*YOUR OBJECTIVE*.
Pull out each line in the entries below that contains the word "trunk".
⁂
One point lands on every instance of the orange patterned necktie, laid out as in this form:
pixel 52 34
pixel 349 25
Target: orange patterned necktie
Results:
⁂
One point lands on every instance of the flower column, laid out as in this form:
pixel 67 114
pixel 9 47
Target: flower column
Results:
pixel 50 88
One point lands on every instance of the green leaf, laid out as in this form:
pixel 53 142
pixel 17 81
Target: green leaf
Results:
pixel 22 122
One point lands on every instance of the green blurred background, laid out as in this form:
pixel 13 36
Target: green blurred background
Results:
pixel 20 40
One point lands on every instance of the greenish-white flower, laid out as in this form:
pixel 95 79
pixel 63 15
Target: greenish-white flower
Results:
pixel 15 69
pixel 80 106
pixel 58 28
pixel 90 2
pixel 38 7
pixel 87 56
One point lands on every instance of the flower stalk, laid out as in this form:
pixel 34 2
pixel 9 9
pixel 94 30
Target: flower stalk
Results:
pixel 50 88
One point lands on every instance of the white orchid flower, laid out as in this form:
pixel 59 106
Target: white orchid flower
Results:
⁂
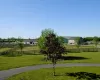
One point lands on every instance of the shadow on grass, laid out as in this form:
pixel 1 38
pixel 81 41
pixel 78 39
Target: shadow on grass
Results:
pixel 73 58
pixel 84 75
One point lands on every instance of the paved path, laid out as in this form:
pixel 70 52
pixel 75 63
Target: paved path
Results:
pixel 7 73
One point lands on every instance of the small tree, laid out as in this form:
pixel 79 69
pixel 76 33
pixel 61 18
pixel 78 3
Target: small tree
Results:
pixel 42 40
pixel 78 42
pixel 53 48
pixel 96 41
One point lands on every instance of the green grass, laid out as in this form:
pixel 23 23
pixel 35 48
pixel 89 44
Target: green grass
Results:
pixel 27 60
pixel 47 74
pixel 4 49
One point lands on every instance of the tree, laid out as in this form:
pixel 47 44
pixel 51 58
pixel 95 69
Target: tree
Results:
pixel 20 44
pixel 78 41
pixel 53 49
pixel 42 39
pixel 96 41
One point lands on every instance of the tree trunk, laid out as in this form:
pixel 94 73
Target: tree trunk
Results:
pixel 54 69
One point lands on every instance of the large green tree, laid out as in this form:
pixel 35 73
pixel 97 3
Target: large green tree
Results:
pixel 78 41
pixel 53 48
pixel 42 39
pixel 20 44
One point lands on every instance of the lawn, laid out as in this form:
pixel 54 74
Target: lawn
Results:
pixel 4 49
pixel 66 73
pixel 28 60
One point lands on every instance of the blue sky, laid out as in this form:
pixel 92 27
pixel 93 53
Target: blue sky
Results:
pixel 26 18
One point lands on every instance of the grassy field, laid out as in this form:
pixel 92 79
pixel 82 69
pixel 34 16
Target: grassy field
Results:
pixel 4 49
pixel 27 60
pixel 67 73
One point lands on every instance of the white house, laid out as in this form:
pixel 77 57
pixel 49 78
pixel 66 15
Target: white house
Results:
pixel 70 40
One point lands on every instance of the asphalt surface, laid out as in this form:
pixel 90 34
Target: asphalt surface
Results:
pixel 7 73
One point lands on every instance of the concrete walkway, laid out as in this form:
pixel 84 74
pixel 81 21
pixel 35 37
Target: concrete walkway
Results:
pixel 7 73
⁂
*SOLUTION TO THIS PROBLEM*.
One point lands on every instance of the tree trunk, laid out as in this form:
Target: tree trunk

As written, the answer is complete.